▶ [Selected excerpt]
_____

Jim Neveau, Blackhawks Beat Writer
With the opening puck drop of the 2009-10 Blackhawks season quickly approaching, the winds of change are blowing fast and furious around the United Center.
Out are guys like Martin Havlat, Nikolai Khabibulin, and Dale Tallon. In are guys with incredible talents and even more incredible (i.e. large) contracts in Marian Hossa and Tomas Kopecky, and a GM in Stan Bowman who at 36 is youthful and exuberant, just like the team he is putting on the ice.
All in all, the upcoming season will quite possibly be the most eagerly anticipated in the long history of the franchise. With restricted free agency looming for three of the team’s biggest stars (Kane, Keith, and Toews), and the specter of a cap crunch on the horizon, the time is now or never for the Blackhawks to make hay in the NHL.
With all of this anticipation, there have come numerous calls for explanation as to why the team is headed in the particular direction that it is headed in. After all, how often is it that a GM who has just led his team to the verge of the Stanley Cup Finals get unceremoniously dumped over an overblown fiasco with paperwork?
How often is it that a player who was genuinely liked by the Chicago media and fans comes blasting out of the gate with incendiary claims against the team’s president, John McDonough, and at the same time calls him out for railroading the GM out of town and for allegedly pulling the strings behind the scenes?

_____

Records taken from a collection
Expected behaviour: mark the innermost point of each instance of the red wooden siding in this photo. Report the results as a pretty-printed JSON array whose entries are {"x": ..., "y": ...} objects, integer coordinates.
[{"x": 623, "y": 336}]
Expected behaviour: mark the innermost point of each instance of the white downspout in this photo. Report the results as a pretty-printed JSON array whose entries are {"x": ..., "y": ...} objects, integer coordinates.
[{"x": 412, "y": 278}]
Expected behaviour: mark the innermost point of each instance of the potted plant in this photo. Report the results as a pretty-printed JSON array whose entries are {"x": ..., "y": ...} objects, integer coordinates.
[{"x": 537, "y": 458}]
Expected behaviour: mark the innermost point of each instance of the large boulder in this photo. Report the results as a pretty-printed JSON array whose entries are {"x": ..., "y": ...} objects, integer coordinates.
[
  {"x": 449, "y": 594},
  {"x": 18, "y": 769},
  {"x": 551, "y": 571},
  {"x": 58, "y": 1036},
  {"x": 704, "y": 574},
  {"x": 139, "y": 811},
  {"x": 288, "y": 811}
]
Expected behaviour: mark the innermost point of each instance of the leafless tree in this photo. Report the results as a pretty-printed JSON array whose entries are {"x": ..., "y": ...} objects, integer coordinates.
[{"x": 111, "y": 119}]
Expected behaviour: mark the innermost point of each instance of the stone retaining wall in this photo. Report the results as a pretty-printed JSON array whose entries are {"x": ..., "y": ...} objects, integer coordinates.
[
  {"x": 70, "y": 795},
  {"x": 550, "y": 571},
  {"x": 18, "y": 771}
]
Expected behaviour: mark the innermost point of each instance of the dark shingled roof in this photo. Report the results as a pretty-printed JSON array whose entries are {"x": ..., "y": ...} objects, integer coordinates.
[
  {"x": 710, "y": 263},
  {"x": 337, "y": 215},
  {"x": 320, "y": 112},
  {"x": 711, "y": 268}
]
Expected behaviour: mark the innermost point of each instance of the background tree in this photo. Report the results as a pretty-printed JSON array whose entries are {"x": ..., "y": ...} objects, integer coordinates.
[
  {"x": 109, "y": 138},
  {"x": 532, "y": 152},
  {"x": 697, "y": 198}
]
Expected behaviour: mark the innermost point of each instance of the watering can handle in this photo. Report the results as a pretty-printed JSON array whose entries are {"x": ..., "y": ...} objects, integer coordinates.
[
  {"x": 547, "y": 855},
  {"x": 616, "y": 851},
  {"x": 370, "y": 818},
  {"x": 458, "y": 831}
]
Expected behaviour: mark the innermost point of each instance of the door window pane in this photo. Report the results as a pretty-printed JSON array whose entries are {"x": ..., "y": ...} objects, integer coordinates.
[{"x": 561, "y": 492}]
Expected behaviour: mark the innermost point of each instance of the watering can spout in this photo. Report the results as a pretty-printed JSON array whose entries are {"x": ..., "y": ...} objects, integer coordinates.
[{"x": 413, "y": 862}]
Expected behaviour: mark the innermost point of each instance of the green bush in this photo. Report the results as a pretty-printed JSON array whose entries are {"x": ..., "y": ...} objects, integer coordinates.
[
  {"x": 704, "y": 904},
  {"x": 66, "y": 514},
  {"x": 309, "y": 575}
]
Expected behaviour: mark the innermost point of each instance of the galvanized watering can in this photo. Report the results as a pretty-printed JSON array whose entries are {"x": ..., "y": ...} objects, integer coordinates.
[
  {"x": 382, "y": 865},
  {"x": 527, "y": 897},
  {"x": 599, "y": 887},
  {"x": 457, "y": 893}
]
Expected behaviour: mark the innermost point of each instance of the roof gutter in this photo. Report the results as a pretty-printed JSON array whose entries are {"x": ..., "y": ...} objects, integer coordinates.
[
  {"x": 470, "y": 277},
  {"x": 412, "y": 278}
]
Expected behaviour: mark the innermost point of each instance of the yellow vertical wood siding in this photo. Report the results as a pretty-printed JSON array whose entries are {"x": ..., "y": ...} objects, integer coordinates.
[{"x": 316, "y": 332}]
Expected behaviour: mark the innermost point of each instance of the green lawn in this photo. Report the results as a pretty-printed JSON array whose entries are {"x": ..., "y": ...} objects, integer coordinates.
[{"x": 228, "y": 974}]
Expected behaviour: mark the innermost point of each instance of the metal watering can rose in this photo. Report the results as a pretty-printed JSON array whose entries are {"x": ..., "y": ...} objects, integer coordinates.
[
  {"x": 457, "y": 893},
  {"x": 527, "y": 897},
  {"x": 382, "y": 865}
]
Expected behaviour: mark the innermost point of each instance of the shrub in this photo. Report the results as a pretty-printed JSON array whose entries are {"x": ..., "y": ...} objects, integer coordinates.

_____

▶ [To-do list]
A - Answer these questions from the Blackhawks season preview, marking each answer (i), (ii), (iii) on its own line:
(i) How old is Stan Bowman?
(ii) Which three stars face restricted free agency?
(iii) Who is the team's president?
B - Carry the Blackhawks season preview forward, picking up after its final sentence.
The records stand apart from the Blackhawks article and are unrelated to it.

▶ [Answers below]
A -
(i) 36
(ii) Kane, Keith, and Toews
(iii) John McDonough

B -
To use a TV analogy, the Blackhawks are starting to more closely resemble “One Tree Hill” than “The Brady Bunch”.
They are the subject of so much media coverage for bad things, like RFA-gate and the comments of Martin Havlat, that people are no longer talking about them coming out of the Dark Ages of William Wirtz-inspired malaise and instead are talking about the running scandals plaguing the team.
Over a weekend that was supposed to be the apex of how much the team means to the city of Chicago, the first day of the second annual Blackhawks Convention was marred by fans lustily booing President McDonough, in an angry rebuke of his decision to fire popular GM Dale Tallon and move him to a Senior Adviser position.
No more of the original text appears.